*PROBLEM TO SOLVE*
Give all the lines below again, exactly, with no pictures.

*RECORDS FOR THE TASK*
○ ○ ○ ○ ○
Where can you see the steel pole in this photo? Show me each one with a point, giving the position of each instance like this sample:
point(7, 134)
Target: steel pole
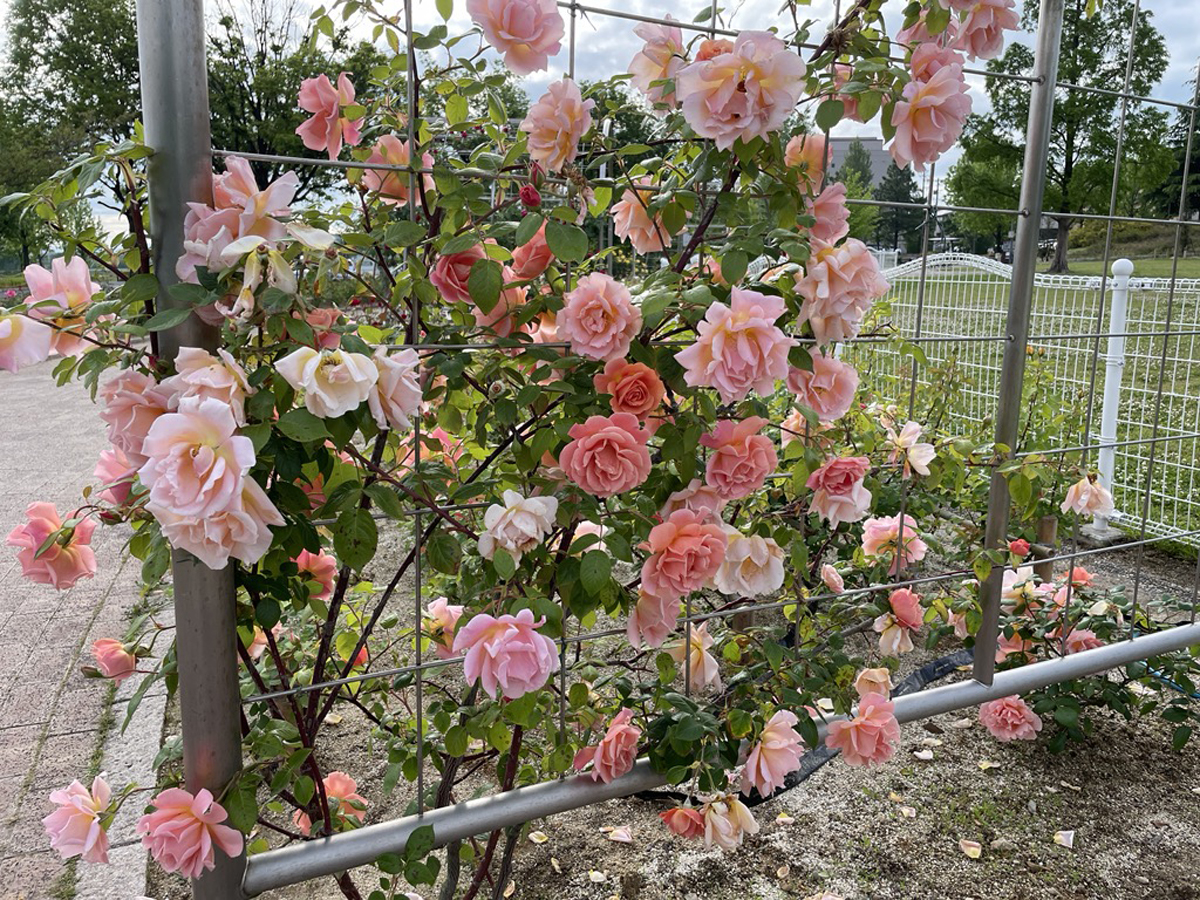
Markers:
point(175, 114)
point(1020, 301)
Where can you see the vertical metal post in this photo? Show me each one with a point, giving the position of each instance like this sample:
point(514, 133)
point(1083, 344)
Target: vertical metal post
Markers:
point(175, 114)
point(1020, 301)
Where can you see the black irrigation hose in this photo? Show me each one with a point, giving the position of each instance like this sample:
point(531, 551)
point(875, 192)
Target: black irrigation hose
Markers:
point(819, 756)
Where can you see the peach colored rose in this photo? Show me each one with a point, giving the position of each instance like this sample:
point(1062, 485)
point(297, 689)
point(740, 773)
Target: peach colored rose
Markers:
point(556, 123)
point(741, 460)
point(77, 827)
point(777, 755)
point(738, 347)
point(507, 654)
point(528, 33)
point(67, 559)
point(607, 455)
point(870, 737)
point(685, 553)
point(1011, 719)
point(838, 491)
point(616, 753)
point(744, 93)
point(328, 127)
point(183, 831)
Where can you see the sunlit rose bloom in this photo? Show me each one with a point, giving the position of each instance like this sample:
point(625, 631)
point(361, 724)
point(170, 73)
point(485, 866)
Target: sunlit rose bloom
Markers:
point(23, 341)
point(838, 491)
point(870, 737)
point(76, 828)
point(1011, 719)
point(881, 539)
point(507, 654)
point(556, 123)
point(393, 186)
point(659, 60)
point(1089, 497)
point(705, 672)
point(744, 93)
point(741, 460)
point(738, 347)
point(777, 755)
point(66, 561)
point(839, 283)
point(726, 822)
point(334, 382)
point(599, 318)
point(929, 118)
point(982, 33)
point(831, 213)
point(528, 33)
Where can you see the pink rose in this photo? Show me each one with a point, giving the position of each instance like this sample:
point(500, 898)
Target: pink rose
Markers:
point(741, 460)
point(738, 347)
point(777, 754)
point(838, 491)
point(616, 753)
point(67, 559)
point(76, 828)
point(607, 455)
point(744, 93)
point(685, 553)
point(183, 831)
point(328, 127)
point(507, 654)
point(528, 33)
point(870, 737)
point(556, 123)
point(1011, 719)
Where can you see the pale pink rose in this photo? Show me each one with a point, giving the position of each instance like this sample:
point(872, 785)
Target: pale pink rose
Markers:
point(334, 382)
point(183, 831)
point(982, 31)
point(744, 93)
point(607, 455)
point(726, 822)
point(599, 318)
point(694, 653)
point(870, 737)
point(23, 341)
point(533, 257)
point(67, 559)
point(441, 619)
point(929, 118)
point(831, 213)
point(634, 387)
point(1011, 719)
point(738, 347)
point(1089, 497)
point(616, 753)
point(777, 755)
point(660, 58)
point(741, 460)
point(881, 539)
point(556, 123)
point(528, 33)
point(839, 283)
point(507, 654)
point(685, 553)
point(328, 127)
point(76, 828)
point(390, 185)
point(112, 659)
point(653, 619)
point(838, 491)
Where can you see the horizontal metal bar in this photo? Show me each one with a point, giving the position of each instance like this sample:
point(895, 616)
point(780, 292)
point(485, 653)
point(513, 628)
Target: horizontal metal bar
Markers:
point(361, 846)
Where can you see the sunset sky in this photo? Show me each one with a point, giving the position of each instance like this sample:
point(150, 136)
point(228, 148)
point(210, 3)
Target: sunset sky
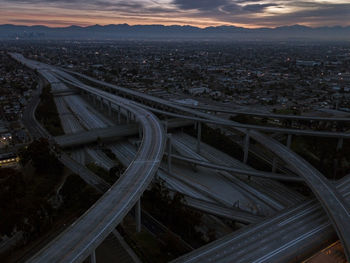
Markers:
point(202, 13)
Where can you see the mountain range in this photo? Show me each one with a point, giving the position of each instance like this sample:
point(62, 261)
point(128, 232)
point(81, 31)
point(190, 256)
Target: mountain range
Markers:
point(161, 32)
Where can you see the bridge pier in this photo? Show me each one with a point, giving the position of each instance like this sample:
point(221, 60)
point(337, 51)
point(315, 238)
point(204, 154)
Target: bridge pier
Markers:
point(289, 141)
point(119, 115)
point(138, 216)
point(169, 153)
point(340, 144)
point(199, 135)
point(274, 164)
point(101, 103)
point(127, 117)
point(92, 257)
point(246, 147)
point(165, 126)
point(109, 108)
○ ○ ○ ○ ○
*TASK OUTPUT*
Where can you see the steel pole in this photo? Show me each one with a point, giving the position of each instance like this sample:
point(7, 134)
Target: steel pole
Markers:
point(175, 114)
point(1020, 301)
Where can you see the vertical metal post in this photo? Show me each one with a point, giving the position of each instance like this sample:
point(514, 133)
point(1083, 344)
Target: vertical metal post
Markers:
point(175, 114)
point(1020, 301)
Where can you see the black irrigation hose in this photo? Show me each one with a point, giving the position of each instance like this sample:
point(531, 551)
point(875, 192)
Target: black irrigation hose
Markers:
point(819, 756)
Where can you see the peach colored rose in this photo? Show me each one with a point, giving the position of each instance like this sample:
point(1062, 485)
point(297, 689)
point(740, 773)
Target: peach colored rose
Markers:
point(556, 123)
point(741, 460)
point(77, 827)
point(777, 755)
point(738, 347)
point(507, 654)
point(528, 33)
point(67, 559)
point(607, 455)
point(870, 737)
point(685, 553)
point(1011, 719)
point(838, 491)
point(616, 753)
point(744, 93)
point(328, 127)
point(183, 831)
Where can you see the sunlit rose bloom in this photo? Show me each one with a point, giving the position of each instance like this sample:
point(625, 631)
point(361, 724)
point(170, 73)
point(485, 866)
Target: sunlit rose bloom
Markers:
point(23, 341)
point(838, 491)
point(870, 737)
point(76, 828)
point(1011, 719)
point(881, 539)
point(507, 654)
point(556, 123)
point(393, 186)
point(659, 60)
point(1089, 497)
point(705, 672)
point(744, 93)
point(741, 460)
point(738, 347)
point(777, 755)
point(66, 561)
point(839, 283)
point(726, 822)
point(334, 382)
point(599, 318)
point(929, 118)
point(982, 33)
point(831, 213)
point(528, 33)
Where can you see the pink rose in this photo? Show me each one with a point, giving the position of each instance like this sample:
point(500, 898)
Target: pink rose
Markers:
point(741, 460)
point(738, 347)
point(777, 754)
point(838, 491)
point(616, 753)
point(67, 559)
point(76, 828)
point(607, 455)
point(744, 93)
point(685, 553)
point(183, 831)
point(328, 127)
point(507, 654)
point(528, 33)
point(870, 737)
point(556, 123)
point(1011, 719)
Where can you see the pale pink rose in this photo? Show me each one with a point, giving the position of each instance like this sample:
point(872, 785)
Target: pale pink rose
Markers:
point(334, 382)
point(183, 831)
point(982, 31)
point(744, 93)
point(607, 455)
point(726, 822)
point(599, 318)
point(694, 653)
point(870, 737)
point(23, 341)
point(533, 257)
point(67, 559)
point(441, 619)
point(929, 118)
point(831, 213)
point(634, 387)
point(1011, 719)
point(738, 347)
point(1089, 497)
point(616, 753)
point(777, 755)
point(660, 58)
point(741, 460)
point(881, 539)
point(556, 123)
point(528, 33)
point(839, 283)
point(507, 654)
point(685, 553)
point(328, 127)
point(76, 828)
point(390, 185)
point(112, 659)
point(653, 619)
point(838, 491)
Where can you see the horizontal metal bar in this photo? Show me each one with a point, giving the position of each instance like this sample:
point(895, 616)
point(780, 292)
point(485, 653)
point(513, 628)
Target: horizontal metal bar
Markers:
point(361, 846)
Where can you see the sunset sky in this photo? Show me each one with a point, giving the position of each instance like this sample:
point(150, 136)
point(228, 148)
point(210, 3)
Target: sunset sky
Markers:
point(202, 13)
Where can you see the mountain range in this photo? Show me each one with a point, giving the position of each instance like this sample:
point(62, 261)
point(128, 232)
point(81, 31)
point(190, 256)
Target: mountain range
Markers:
point(161, 32)
Where can you see the bridge pier in this photo? Show me each one with a point, giving the position of each instance like this sample:
point(221, 60)
point(337, 51)
point(315, 238)
point(204, 154)
Target: bridge pier
Markers:
point(289, 141)
point(119, 115)
point(138, 216)
point(169, 153)
point(340, 144)
point(199, 135)
point(274, 164)
point(101, 103)
point(127, 117)
point(92, 257)
point(246, 147)
point(165, 126)
point(109, 108)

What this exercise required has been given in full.